Passage:

*-*-*

Minutes
Minutes, Truman Chapter of AAUP
October 2, 2009, 4:30 pm
University Club
Meetings are open to all university faculty members.
Faculty present: James Harmon (presiding), Martha Bartter, Kathryn Brammall, Diane Johnson, Wolfgang Hoeschele, Sylvia Macauley, David Robinson
1) Minutes of September 9 meeting were discussed and approved.
2) Issues currently in Faculty Senate:
2a. Bill on method for choosing Truman’s honorary-degree recipients (some progress apparently)
2b. Faculty evaluation of university president (no progress apparently; maybe WE should take action)
In both cases we heard full reports from Diane Johnson, a senator, who filled us in on the process of Senate evaluation of administrators. After some discussion, we decided not to take any further AAUP actions on these matters.
[Since this chapter meeting Faculty Senate has opened a promising discussion of the process for honorary degrees (see Faculty Senate minutes online). Moreover, the evaluation of the Provost has taken place, and there are noises that an evaluation instrument for University President may soon be devised by a committee of the Faculty Senate and Board of Governors.]
It is long-standing AAUP policy, repeatedly pushed by our chapter in the past, that even the president (even an interim president) should be evaluated by the faculty. We think that such evaluations can be very helpful to presidential candidates and any incoming president.
3) Discussion of our initiative on expanding family benefits (F-plus). Please read this relevant article in the September-October issue of ACADEME:
http://www.aaup.org/AAUP/pubsres/academe/2009/SO/Feat/Mess.htm
[At the October 6 meeting of Missouri Association of Academic Senates (MAFS), David and Kathryn learned that senates in more than one state university have started to think about this; it is already an agenda item for the faculty senate of Missouri State University.] The committee, consisting of Betty McLane-Iles, Martha Bartter, Bonnie Mitchell, and David Robinson, will contact the AAUP officials who wrote the ACADEME study, and will also keep tabs on what is happening in MSU and other institutions in our area. We want the best advice on how to help roll out a bill, or establish a movement, to bring such changes that may best serve our colleagues, present and future.

*-*-*

Material provided:
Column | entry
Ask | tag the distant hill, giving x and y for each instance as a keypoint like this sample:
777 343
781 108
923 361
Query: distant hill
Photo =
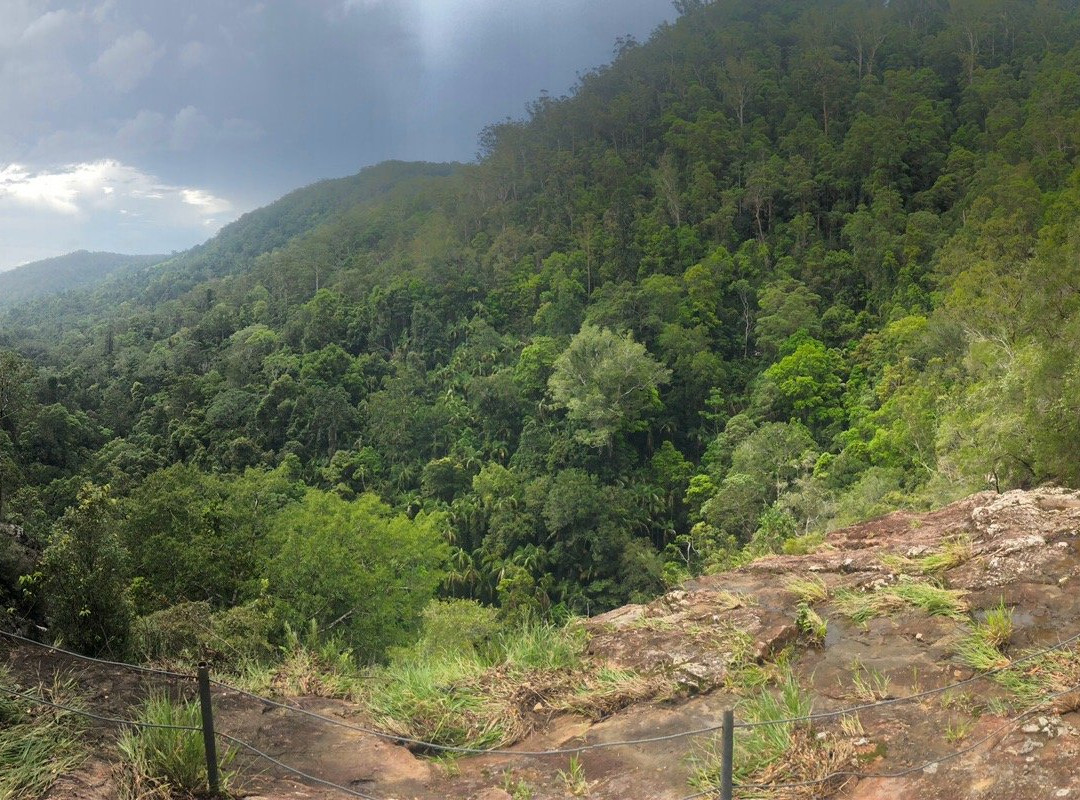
73 271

*-*-*

Complete the following:
A. Rewrite the chapter minutes starting with "2) Issues currently" and going on through "on these matters.", putting "headway" in place of "progress".
B. Answer these questions using the chapter minutes:
(i) Where was the meeting held?
(ii) Who presided?
(iii) At which university is family benefits already an agenda item for the faculty senate?
The records have no connection to the chapter minutes.

List of answers:
A.
2) Issues currently in Faculty Senate:
2a. Bill on method for choosing Truman’s honorary-degree recipients (some headway apparently)
2b. Faculty evaluation of university president (no headway apparently; maybe WE should take action)
In both cases we heard full reports from Diane Johnson, a senator, who filled us in on the process of Senate evaluation of administrators. After some discussion, we decided not to take any further AAUP actions on these matters.

B.
(i) University Club
(ii) James Harmon
(iii) Missouri State University